WORK TO COMPLETE >> Your copy should begin at the line containing "eyebrow in the photo above." and end at the last line of the records below, matching each line exactly and leaving out pictures.

[Stored dataset items]
• • • • • • •

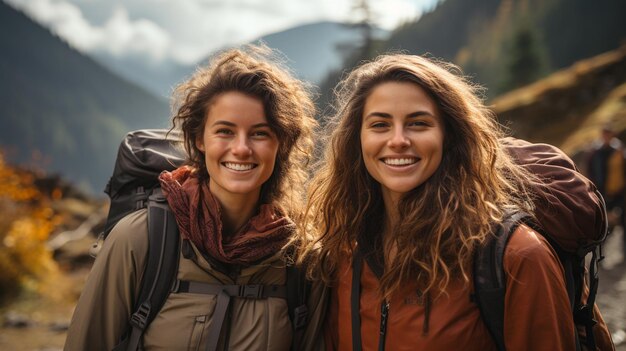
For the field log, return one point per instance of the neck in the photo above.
(391, 210)
(236, 209)
(235, 214)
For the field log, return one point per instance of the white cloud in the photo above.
(186, 31)
(119, 35)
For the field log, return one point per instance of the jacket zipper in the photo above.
(234, 275)
(384, 314)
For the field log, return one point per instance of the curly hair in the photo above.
(254, 71)
(446, 217)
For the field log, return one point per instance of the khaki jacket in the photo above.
(102, 314)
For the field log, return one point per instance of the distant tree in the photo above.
(525, 60)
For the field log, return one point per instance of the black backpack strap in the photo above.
(489, 277)
(161, 266)
(298, 290)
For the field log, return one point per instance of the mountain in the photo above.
(569, 107)
(504, 44)
(310, 50)
(61, 111)
(315, 49)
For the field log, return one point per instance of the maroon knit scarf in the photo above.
(197, 213)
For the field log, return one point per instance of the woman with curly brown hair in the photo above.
(247, 128)
(412, 180)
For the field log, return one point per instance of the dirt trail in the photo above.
(46, 318)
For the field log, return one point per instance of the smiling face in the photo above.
(402, 136)
(239, 147)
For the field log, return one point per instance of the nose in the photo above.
(398, 139)
(241, 147)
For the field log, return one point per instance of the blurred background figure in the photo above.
(607, 169)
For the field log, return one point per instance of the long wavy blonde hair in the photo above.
(255, 71)
(445, 218)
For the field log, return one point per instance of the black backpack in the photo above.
(573, 219)
(134, 185)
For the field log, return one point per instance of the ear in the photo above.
(200, 142)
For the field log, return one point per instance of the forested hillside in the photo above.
(60, 110)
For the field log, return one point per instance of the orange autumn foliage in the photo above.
(25, 225)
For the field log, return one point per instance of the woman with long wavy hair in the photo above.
(412, 180)
(247, 127)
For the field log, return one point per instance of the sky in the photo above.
(185, 31)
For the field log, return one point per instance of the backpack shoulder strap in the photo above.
(489, 278)
(161, 266)
(298, 291)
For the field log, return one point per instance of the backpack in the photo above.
(571, 215)
(134, 185)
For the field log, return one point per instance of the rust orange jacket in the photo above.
(537, 312)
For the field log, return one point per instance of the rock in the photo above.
(16, 320)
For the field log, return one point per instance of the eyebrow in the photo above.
(231, 124)
(410, 115)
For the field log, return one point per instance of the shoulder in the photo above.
(130, 235)
(529, 249)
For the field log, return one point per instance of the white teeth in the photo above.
(239, 166)
(399, 161)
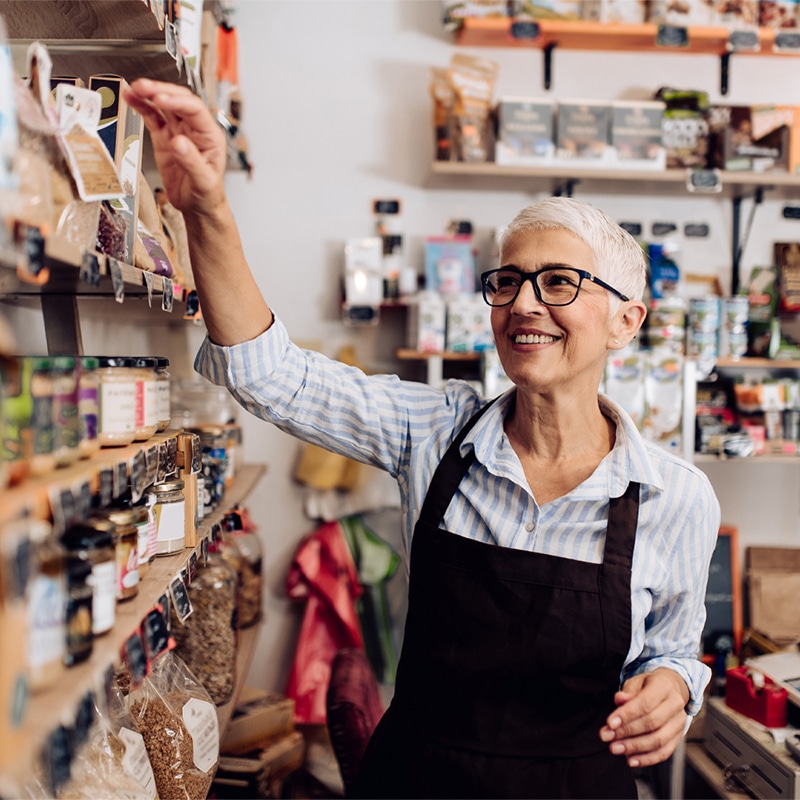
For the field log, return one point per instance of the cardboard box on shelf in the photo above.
(259, 718)
(524, 131)
(773, 586)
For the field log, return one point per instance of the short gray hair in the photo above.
(618, 258)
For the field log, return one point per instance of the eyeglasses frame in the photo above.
(533, 278)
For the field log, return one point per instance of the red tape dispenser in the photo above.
(756, 696)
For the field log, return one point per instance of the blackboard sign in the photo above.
(724, 592)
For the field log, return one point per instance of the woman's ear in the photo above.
(627, 321)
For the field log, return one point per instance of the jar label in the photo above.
(200, 719)
(118, 407)
(136, 762)
(103, 581)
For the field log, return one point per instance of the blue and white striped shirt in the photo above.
(405, 427)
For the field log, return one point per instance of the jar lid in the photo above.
(95, 534)
(167, 486)
(115, 361)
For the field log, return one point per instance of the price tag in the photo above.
(134, 656)
(90, 269)
(30, 240)
(696, 230)
(524, 30)
(180, 599)
(149, 282)
(106, 486)
(167, 295)
(155, 634)
(633, 228)
(117, 281)
(703, 180)
(138, 475)
(672, 36)
(744, 41)
(787, 41)
(663, 228)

• • • • • • •

RESPONSE TO THE TASK >>
For the field log, return one point per instance of the eyebrow in the photo above.
(231, 124)
(410, 115)
For the field log, return one point per instance of the shoulder in the photo above.
(130, 235)
(529, 249)
For the field log, return one point per instance of the white teeth in the photo above.
(239, 166)
(399, 161)
For the field log, return one point per instance of the cardboard box on shelf in the photo above.
(259, 718)
(524, 131)
(773, 586)
For the field log, return one point per instance of the short gray hair in the photo above.
(618, 258)
For the field log, return one point per instance of the eyeglasses frame in the photo above.
(533, 278)
For the field log, return one point per instance of the red tape dispenser in the photo above.
(756, 696)
For the field log, return one point per instance of the blackboard sign in the photo above.
(724, 592)
For the field log, return one point per instance of the woman's ear in the photo above.
(627, 321)
For the field log, return one point per instance of the jar label in the photo above.
(200, 719)
(118, 407)
(136, 762)
(103, 581)
For the field log, return one point per instance of the blue and white striped shirt in the photo above.
(405, 427)
For the field log, return one point per instance of the jar lid in the photo above.
(95, 534)
(167, 486)
(115, 361)
For the field log, return one point per instance of the price tag in the photo above.
(134, 656)
(90, 269)
(30, 240)
(696, 230)
(524, 30)
(180, 599)
(149, 282)
(106, 486)
(167, 295)
(155, 634)
(633, 228)
(117, 281)
(703, 180)
(138, 475)
(672, 36)
(744, 41)
(787, 41)
(663, 228)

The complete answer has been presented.